Task details:
Convert every line of the items below into a JSON list of strings, one string per line, skipping any blank lines.
# Given records start
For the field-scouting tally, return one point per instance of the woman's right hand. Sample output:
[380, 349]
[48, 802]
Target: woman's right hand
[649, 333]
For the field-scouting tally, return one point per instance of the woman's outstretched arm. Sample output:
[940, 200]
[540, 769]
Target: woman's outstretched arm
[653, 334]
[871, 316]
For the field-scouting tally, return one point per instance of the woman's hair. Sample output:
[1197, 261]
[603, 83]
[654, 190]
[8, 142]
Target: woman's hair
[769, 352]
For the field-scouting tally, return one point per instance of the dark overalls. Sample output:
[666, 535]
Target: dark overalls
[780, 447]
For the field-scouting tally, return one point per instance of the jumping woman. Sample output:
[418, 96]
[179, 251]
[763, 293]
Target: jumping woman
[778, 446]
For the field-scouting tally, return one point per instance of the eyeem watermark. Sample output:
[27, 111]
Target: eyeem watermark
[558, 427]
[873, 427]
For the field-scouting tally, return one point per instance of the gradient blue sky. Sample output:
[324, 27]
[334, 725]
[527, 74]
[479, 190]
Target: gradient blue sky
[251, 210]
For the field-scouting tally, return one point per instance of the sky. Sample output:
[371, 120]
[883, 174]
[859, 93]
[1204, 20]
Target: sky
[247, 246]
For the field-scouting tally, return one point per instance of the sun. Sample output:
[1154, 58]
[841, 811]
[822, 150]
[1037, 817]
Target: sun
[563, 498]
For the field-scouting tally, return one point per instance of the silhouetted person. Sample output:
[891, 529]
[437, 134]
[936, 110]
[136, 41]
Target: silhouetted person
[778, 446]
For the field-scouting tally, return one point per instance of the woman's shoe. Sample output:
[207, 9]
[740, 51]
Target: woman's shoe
# Given records end
Task answer:
[
  "For the field-scouting tally, return one point per instance of the woman's right hand. Sample output:",
  "[380, 349]",
  "[48, 802]",
  "Target: woman's right hand",
  "[649, 333]",
  "For the field-scouting tally, return one point per instance of the woman's outstretched arm. Sample output:",
  "[940, 200]",
  "[540, 769]",
  "Target: woman's outstretched arm",
  "[653, 334]",
  "[871, 316]",
  "For the field-scouting tally, return one point per instance of the woman's hair. Sample output:",
  "[1197, 261]",
  "[603, 83]",
  "[654, 190]",
  "[8, 142]",
  "Target: woman's hair",
  "[769, 352]",
  "For the field-scouting tally, return one point per instance of the dark overalls. Sample output:",
  "[666, 535]",
  "Target: dark overalls",
  "[780, 447]",
  "For the field-scouting tally, return one point per instance of the jumping woman. Sample output:",
  "[418, 96]",
  "[179, 251]",
  "[763, 293]",
  "Target: jumping woman",
  "[778, 446]",
  "For the field-scouting tally, return one point per instance of the eyeem watermark. Sample output:",
  "[27, 111]",
  "Target: eyeem watermark",
  "[558, 427]",
  "[873, 427]",
  "For the field-scouting tally, return one point per instance of the gradient blue sky. Sample output:",
  "[324, 27]",
  "[334, 725]",
  "[527, 74]",
  "[479, 190]",
  "Target: gradient blue sky",
  "[251, 210]",
  "For the field-scouting tally, return one point per instance of the sky. Sample output:",
  "[371, 120]",
  "[883, 174]",
  "[859, 93]",
  "[1204, 20]",
  "Target: sky",
  "[247, 246]",
  "For the field-scouting tally, return one point per instance of the sun. Sample output:",
  "[1154, 58]",
  "[841, 811]",
  "[822, 150]",
  "[1037, 817]",
  "Target: sun",
  "[563, 498]",
  "For the field-scouting tally, return one point per instance of the silhouetted person. Sample output:",
  "[891, 529]",
  "[437, 134]",
  "[936, 110]",
  "[136, 41]",
  "Target: silhouetted person",
  "[778, 446]",
  "For the field-scouting tally, return one point per instance of the woman's shoe. Sample output:",
  "[207, 9]",
  "[740, 51]",
  "Target: woman's shoe"
]